Written exercise >>
Could you turn the lines below into a two-column CSV headed "text" and "points"? Give one row per line, with the line's text and its answer each in a single quoted field and any line breaks replaced by spaces.
════════
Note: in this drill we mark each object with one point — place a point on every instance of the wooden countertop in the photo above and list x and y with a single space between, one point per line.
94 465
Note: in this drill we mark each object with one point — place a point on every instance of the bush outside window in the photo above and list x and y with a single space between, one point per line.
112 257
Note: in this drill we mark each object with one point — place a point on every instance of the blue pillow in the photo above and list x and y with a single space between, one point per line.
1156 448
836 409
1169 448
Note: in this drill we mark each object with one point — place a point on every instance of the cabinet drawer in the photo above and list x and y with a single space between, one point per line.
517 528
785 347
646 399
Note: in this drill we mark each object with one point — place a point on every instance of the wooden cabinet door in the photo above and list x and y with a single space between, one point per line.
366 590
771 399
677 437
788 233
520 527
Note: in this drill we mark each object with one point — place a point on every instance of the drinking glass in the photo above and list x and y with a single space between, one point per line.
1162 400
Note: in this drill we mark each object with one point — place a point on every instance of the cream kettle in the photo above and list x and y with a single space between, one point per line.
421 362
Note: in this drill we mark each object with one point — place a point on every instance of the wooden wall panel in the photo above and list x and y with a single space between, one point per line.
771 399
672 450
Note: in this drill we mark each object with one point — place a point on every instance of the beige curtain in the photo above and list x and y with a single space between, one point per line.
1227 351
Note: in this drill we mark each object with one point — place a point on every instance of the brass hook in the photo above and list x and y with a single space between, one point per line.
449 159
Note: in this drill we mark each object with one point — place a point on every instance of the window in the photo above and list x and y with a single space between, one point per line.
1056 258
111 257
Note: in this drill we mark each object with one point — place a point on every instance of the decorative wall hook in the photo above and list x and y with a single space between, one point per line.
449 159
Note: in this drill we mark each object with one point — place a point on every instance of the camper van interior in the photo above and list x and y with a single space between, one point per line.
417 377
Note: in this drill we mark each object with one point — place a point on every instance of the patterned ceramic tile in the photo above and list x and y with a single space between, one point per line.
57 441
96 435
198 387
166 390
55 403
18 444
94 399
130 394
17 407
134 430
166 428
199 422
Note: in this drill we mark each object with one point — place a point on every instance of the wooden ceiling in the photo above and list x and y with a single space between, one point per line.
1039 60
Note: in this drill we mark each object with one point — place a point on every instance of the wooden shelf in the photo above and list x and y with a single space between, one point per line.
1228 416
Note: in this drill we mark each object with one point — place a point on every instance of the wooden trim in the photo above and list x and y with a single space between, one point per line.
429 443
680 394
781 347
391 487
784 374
════════
Complete answer >>
text,points
"Note: in this drill we mark each object with one point — place a point on every instance of the wooden countertop in the photo above and list x and y with a single space between, one point per line.","94 465"
"Note: in this drill we mark each object with one point — place a point on every instance of the bush outside window in the photo above and list x and y with a single space between, one point per line.","112 257"
"Note: in this drill we mark each object with one point — place a point on every instance of the blue pillow in the photo above and list x and y with a single space between, one point per line.","1156 448 836 409 1169 448"
"Note: in this drill we mark each object with one point — place a point on every instance of the cabinet drawer in the photo above and list x and y with a single space between, one point per line.","517 528 785 347 646 399"
"Note: in this drill we mark each object with one point — place a point on every instance of the wooden cabinet door in the photo above and list x and y with a single space between, one point per line.","366 590 771 399 677 437 788 233 520 527"
"Note: in this drill we mark each object with one point — place a point on every instance of the drinking glass in the photo above and list x and y with a single space between, one point per line.","1162 400"
"Note: in this drill we mark each object with one point — place a point on every instance of the cream kettle in the photo above and list x and y with a single space between, one point per line.","421 362"
"Note: in this drill we mark each object with one point — place a point on every instance of the wooden wall panel in the photo above and list x and y with a single space between, one point per line.","771 399 672 450"
"Note: in this drill we mark each object with one point — place a point on every instance of the beige curtain in the photo above and list x and y with a single space between, one point per line.","1227 351"
"Note: in this drill we mark each object with one point — place a point on every instance of the brass hook in the photo above and list x and y with a single space between, one point per line.","449 159"
"Note: in this drill we mark each object with one point — place a point on every instance of the window in the photo above and list x and y with a single space between, one point per line.","1056 258 111 257"
"Note: in this drill we mark each object with one point — place a point on every instance of the decorative wall hook in the photo above and list x and y with a single space between, one point per line.","449 159"
"Note: in this drill we mark each object with one point — place a point on every instance of the camper van interior in the photo above and list x and y with a single space between, one point per line.","417 377"
"Note: in this drill we mark each object with one point — place a point on every instance of the patterned ceramic tile in the photo above and list x and y with a single space between, one point per line.","57 441 96 435 198 387 166 390 55 403 18 444 94 399 130 394 17 407 134 430 166 428 199 422"
"Note: in this drill we mark each object with one point — place a point on every instance of the wooden ceiling in the photo above and list x and y with a single space between, one point per line.","1039 60"
"Note: in this drill we mark each object with one point — place a point on every instance of the wooden shelf in the photo above and list x and y with a single space between, one point per line.","1228 416"
"Note: in this drill we mark each object with one point — place a point on every instance of the wooden trim in the photo above and list x and y with a single space between, one point per line.","429 443 680 394 781 347 391 487 784 374"